EXERCISE DETAILS → Every line below is to be set down again exactly; any image stays out.

Recorded data:
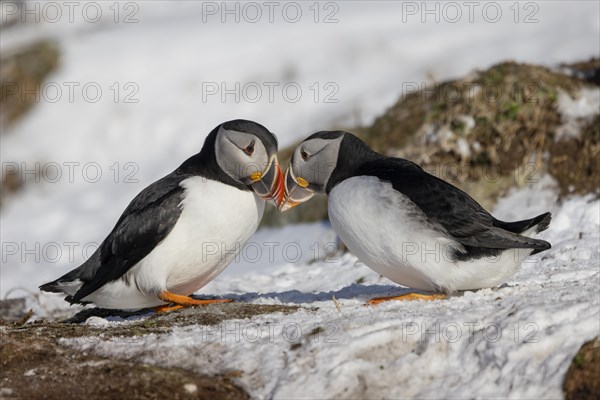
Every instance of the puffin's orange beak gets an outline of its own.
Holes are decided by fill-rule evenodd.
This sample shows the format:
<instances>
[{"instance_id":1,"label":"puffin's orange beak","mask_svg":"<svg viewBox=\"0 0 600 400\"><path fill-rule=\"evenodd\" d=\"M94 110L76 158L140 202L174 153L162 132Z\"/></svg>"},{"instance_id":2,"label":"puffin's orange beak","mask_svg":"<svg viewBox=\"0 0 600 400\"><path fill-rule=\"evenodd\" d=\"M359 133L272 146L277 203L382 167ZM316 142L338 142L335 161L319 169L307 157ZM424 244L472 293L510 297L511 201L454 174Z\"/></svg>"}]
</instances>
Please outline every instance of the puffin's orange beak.
<instances>
[{"instance_id":1,"label":"puffin's orange beak","mask_svg":"<svg viewBox=\"0 0 600 400\"><path fill-rule=\"evenodd\" d=\"M315 192L308 189L308 185L306 179L294 176L291 166L288 167L285 171L285 195L279 204L279 211L287 211L313 197Z\"/></svg>"},{"instance_id":2,"label":"puffin's orange beak","mask_svg":"<svg viewBox=\"0 0 600 400\"><path fill-rule=\"evenodd\" d=\"M283 201L285 184L277 157L273 156L271 162L269 162L269 165L263 172L255 172L250 178L253 182L250 186L254 190L254 193L279 208L279 205Z\"/></svg>"}]
</instances>

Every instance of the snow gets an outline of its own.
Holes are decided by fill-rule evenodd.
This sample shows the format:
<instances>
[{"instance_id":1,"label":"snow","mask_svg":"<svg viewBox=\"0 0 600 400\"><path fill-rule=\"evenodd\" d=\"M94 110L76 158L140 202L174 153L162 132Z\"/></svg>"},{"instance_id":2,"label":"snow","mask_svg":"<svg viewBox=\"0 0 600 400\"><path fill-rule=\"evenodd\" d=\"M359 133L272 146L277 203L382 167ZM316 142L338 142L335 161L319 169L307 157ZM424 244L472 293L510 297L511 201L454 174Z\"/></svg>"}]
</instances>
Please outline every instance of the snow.
<instances>
[{"instance_id":1,"label":"snow","mask_svg":"<svg viewBox=\"0 0 600 400\"><path fill-rule=\"evenodd\" d=\"M590 123L600 110L600 88L583 87L574 98L560 91L557 104L562 124L556 128L556 140L577 138L582 126Z\"/></svg>"},{"instance_id":2,"label":"snow","mask_svg":"<svg viewBox=\"0 0 600 400\"><path fill-rule=\"evenodd\" d=\"M553 185L543 177L499 201L498 217L554 216L539 236L552 249L527 259L500 288L365 306L406 289L337 254L263 265L216 280L208 291L302 307L289 315L63 344L202 373L240 370L236 382L256 398L560 398L572 357L600 334L600 201L557 203Z\"/></svg>"},{"instance_id":3,"label":"snow","mask_svg":"<svg viewBox=\"0 0 600 400\"><path fill-rule=\"evenodd\" d=\"M92 317L89 317L88 319L86 319L85 324L94 326L97 328L109 326L108 320L106 320L104 318L96 317L96 316L92 316Z\"/></svg>"},{"instance_id":4,"label":"snow","mask_svg":"<svg viewBox=\"0 0 600 400\"><path fill-rule=\"evenodd\" d=\"M194 394L194 393L196 393L198 391L198 386L196 386L195 383L186 383L186 384L183 385L183 388L189 394Z\"/></svg>"},{"instance_id":5,"label":"snow","mask_svg":"<svg viewBox=\"0 0 600 400\"><path fill-rule=\"evenodd\" d=\"M469 147L469 142L467 142L465 138L458 138L456 140L456 147L458 155L462 160L466 160L471 157L471 148Z\"/></svg>"}]
</instances>

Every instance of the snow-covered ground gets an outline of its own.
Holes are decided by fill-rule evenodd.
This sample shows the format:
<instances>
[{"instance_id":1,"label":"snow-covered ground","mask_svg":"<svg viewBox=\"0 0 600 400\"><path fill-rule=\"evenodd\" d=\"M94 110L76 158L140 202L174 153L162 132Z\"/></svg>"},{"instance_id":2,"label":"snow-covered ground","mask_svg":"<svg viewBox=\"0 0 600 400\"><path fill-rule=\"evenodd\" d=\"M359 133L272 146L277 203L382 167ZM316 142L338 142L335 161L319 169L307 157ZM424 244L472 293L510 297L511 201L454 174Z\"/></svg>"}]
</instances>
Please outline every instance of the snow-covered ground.
<instances>
[{"instance_id":1,"label":"snow-covered ground","mask_svg":"<svg viewBox=\"0 0 600 400\"><path fill-rule=\"evenodd\" d=\"M556 65L598 56L598 2L519 3L518 13L510 2L451 3L459 9L431 2L427 14L422 2L322 2L317 15L313 2L284 2L271 18L258 2L262 17L253 23L257 14L243 2L228 3L237 16L221 2L124 2L118 14L117 3L51 2L39 3L37 15L27 2L28 14L17 16L29 23L3 28L3 54L49 37L61 59L39 103L1 136L3 168L16 164L32 181L25 175L39 162L48 174L0 210L1 297L81 263L135 194L224 120L259 121L287 145L318 129L369 123L430 76L509 59ZM31 23L36 16L41 23ZM239 83L239 101L222 101L221 83ZM256 84L262 96L253 102ZM286 84L301 88L297 102L292 86L283 95Z\"/></svg>"},{"instance_id":2,"label":"snow-covered ground","mask_svg":"<svg viewBox=\"0 0 600 400\"><path fill-rule=\"evenodd\" d=\"M63 344L202 373L239 370L237 382L258 398L560 398L572 357L600 334L600 202L556 204L545 178L500 200L495 214L521 219L547 210L553 222L540 237L552 249L500 288L365 306L406 290L354 256L336 255L237 271L203 290L303 307L293 314ZM298 231L311 229L321 227ZM293 232L277 236L294 242Z\"/></svg>"}]
</instances>

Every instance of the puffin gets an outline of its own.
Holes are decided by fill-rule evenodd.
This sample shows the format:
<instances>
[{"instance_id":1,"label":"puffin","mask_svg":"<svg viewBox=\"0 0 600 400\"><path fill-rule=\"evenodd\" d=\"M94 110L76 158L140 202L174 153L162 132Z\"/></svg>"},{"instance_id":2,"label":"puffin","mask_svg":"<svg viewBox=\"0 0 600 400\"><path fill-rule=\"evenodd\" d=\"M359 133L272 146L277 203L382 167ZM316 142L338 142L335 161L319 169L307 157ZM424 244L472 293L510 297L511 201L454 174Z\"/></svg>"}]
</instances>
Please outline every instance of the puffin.
<instances>
[{"instance_id":1,"label":"puffin","mask_svg":"<svg viewBox=\"0 0 600 400\"><path fill-rule=\"evenodd\" d=\"M81 266L40 286L66 301L157 312L229 299L190 294L213 280L284 194L277 138L248 120L224 122L199 153L143 189Z\"/></svg>"},{"instance_id":2,"label":"puffin","mask_svg":"<svg viewBox=\"0 0 600 400\"><path fill-rule=\"evenodd\" d=\"M433 300L505 283L526 257L550 248L534 236L551 214L494 218L477 201L417 164L373 151L349 132L317 132L294 150L281 212L328 196L332 228L380 275L416 291L382 301Z\"/></svg>"}]
</instances>

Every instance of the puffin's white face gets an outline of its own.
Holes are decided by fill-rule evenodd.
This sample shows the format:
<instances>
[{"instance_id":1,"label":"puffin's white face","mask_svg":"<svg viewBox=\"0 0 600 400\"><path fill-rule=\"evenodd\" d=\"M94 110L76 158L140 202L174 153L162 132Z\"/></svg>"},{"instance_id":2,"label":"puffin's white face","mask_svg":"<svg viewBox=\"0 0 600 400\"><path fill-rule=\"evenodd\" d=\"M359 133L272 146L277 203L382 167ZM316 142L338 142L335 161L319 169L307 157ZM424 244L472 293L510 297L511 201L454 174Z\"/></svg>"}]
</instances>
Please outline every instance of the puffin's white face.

YOUR RESPONSE →
Every instance of the puffin's orange beak gets an outline of its own.
Holes are decided by fill-rule evenodd.
This sample shows the format:
<instances>
[{"instance_id":1,"label":"puffin's orange beak","mask_svg":"<svg viewBox=\"0 0 600 400\"><path fill-rule=\"evenodd\" d=\"M94 110L76 158L140 202L174 153L162 132Z\"/></svg>"},{"instance_id":2,"label":"puffin's orange beak","mask_svg":"<svg viewBox=\"0 0 600 400\"><path fill-rule=\"evenodd\" d=\"M359 133L272 146L277 203L382 167ZM316 142L338 142L335 161L319 169L307 157ZM424 244L472 293L510 297L511 201L454 174Z\"/></svg>"}]
</instances>
Please outline every instance of the puffin's orange beak.
<instances>
[{"instance_id":1,"label":"puffin's orange beak","mask_svg":"<svg viewBox=\"0 0 600 400\"><path fill-rule=\"evenodd\" d=\"M315 192L308 189L308 185L306 179L294 176L291 166L288 167L285 171L285 195L279 204L279 211L287 211L313 197Z\"/></svg>"},{"instance_id":2,"label":"puffin's orange beak","mask_svg":"<svg viewBox=\"0 0 600 400\"><path fill-rule=\"evenodd\" d=\"M283 201L285 184L277 157L273 156L271 162L269 162L269 165L263 172L255 172L250 178L253 182L250 186L254 190L254 193L279 208L279 205Z\"/></svg>"}]
</instances>

Every instance of the snow gets an outline of its own.
Holes are decided by fill-rule evenodd.
This sample shows the format:
<instances>
[{"instance_id":1,"label":"snow","mask_svg":"<svg viewBox=\"0 0 600 400\"><path fill-rule=\"evenodd\" d=\"M94 110L76 158L140 202L174 153L162 132Z\"/></svg>"},{"instance_id":2,"label":"snow","mask_svg":"<svg viewBox=\"0 0 600 400\"><path fill-rule=\"evenodd\" d=\"M359 133L272 146L277 203L382 167ZM316 142L338 142L335 161L319 169L307 157ZM424 244L472 293L510 297L511 201L454 174Z\"/></svg>"}]
</instances>
Please outline every instance of the snow.
<instances>
[{"instance_id":1,"label":"snow","mask_svg":"<svg viewBox=\"0 0 600 400\"><path fill-rule=\"evenodd\" d=\"M590 123L600 110L600 88L583 87L574 98L560 91L557 104L562 124L556 128L556 140L577 138L582 126Z\"/></svg>"},{"instance_id":2,"label":"snow","mask_svg":"<svg viewBox=\"0 0 600 400\"><path fill-rule=\"evenodd\" d=\"M553 185L543 177L499 201L498 217L554 216L539 236L552 249L527 259L500 288L365 306L406 289L337 254L263 265L216 280L208 291L302 307L289 315L63 344L202 373L240 370L236 382L256 398L560 398L572 357L600 334L600 201L557 203Z\"/></svg>"},{"instance_id":3,"label":"snow","mask_svg":"<svg viewBox=\"0 0 600 400\"><path fill-rule=\"evenodd\" d=\"M92 317L89 317L88 319L86 319L85 324L94 326L97 328L109 326L108 320L106 320L104 318L96 317L96 316L92 316Z\"/></svg>"},{"instance_id":4,"label":"snow","mask_svg":"<svg viewBox=\"0 0 600 400\"><path fill-rule=\"evenodd\" d=\"M194 394L194 393L196 393L198 391L198 386L196 386L195 383L186 383L186 384L183 385L183 388L189 394Z\"/></svg>"},{"instance_id":5,"label":"snow","mask_svg":"<svg viewBox=\"0 0 600 400\"><path fill-rule=\"evenodd\" d=\"M469 147L469 142L467 142L465 138L458 138L456 140L456 147L458 155L462 160L466 160L471 157L471 148Z\"/></svg>"}]
</instances>

Every instance of the snow-covered ground gets an outline of its own.
Holes are decided by fill-rule evenodd.
This sample shows the format:
<instances>
[{"instance_id":1,"label":"snow-covered ground","mask_svg":"<svg viewBox=\"0 0 600 400\"><path fill-rule=\"evenodd\" d=\"M94 110L76 158L140 202L174 153L162 132Z\"/></svg>"},{"instance_id":2,"label":"snow-covered ground","mask_svg":"<svg viewBox=\"0 0 600 400\"><path fill-rule=\"evenodd\" d=\"M359 133L272 146L277 203L382 167ZM316 142L338 142L335 161L319 169L307 157ZM424 244L472 293L510 297L511 201L454 174Z\"/></svg>"}]
</instances>
Please outline every instance of the snow-covered ground.
<instances>
[{"instance_id":1,"label":"snow-covered ground","mask_svg":"<svg viewBox=\"0 0 600 400\"><path fill-rule=\"evenodd\" d=\"M556 65L598 56L598 2L519 3L518 13L510 2L451 3L459 9L431 2L427 14L422 2L322 2L317 15L313 2L284 2L271 18L258 2L262 17L253 23L257 14L243 2L228 3L237 16L221 2L124 2L118 14L117 3L51 2L39 3L37 15L27 2L28 14L17 16L29 23L3 28L3 54L49 37L61 59L39 103L1 136L3 168L16 164L32 181L25 175L39 162L48 174L0 210L1 297L81 263L135 194L224 120L259 121L287 145L318 129L369 123L430 76L509 59ZM31 23L36 16L41 23ZM239 83L239 101L222 101L221 83ZM256 84L262 96L253 102ZM286 84L301 88L297 102L292 86L283 95Z\"/></svg>"},{"instance_id":2,"label":"snow-covered ground","mask_svg":"<svg viewBox=\"0 0 600 400\"><path fill-rule=\"evenodd\" d=\"M63 344L202 373L239 370L237 382L258 398L560 398L572 357L600 334L600 202L556 204L545 178L500 200L495 214L521 219L547 210L553 222L540 237L552 249L500 288L365 306L406 290L354 256L336 255L237 271L203 290L303 307L293 314ZM298 231L311 229L321 227ZM293 232L277 236L294 242Z\"/></svg>"}]
</instances>

Every instance of the puffin gets an outline of its own.
Holes are decided by fill-rule evenodd.
This sample shows the format:
<instances>
[{"instance_id":1,"label":"puffin","mask_svg":"<svg viewBox=\"0 0 600 400\"><path fill-rule=\"evenodd\" d=\"M94 110L76 158L140 202L174 153L162 132Z\"/></svg>"},{"instance_id":2,"label":"puffin","mask_svg":"<svg viewBox=\"0 0 600 400\"><path fill-rule=\"evenodd\" d=\"M359 133L272 146L277 203L382 167ZM316 142L338 142L335 161L319 169L307 157ZM424 244L472 293L510 297L511 201L454 174Z\"/></svg>"}]
</instances>
Please outline every instance of the puffin.
<instances>
[{"instance_id":1,"label":"puffin","mask_svg":"<svg viewBox=\"0 0 600 400\"><path fill-rule=\"evenodd\" d=\"M81 266L40 286L66 301L157 312L229 299L190 294L213 280L284 194L277 138L248 120L224 122L199 153L143 189Z\"/></svg>"},{"instance_id":2,"label":"puffin","mask_svg":"<svg viewBox=\"0 0 600 400\"><path fill-rule=\"evenodd\" d=\"M433 300L505 283L526 257L550 248L534 236L551 214L494 218L477 201L417 164L373 151L349 132L317 132L294 150L281 212L328 196L332 228L380 275L416 291L382 301Z\"/></svg>"}]
</instances>

Every instance of the puffin's white face gets an outline of its own.
Holes are decided by fill-rule evenodd.
This sample shows the format:
<instances>
[{"instance_id":1,"label":"puffin's white face","mask_svg":"<svg viewBox=\"0 0 600 400\"><path fill-rule=\"evenodd\" d=\"M94 110L76 158L140 202L174 153L162 132Z\"/></svg>"},{"instance_id":2,"label":"puffin's white face","mask_svg":"<svg viewBox=\"0 0 600 400\"><path fill-rule=\"evenodd\" d=\"M359 133L272 146L277 203L382 167ZM316 142L338 142L335 161L319 169L307 157ZM424 244L472 293L510 297L511 201L454 174Z\"/></svg>"}]
</instances>
Please outline every instance of the puffin's white face.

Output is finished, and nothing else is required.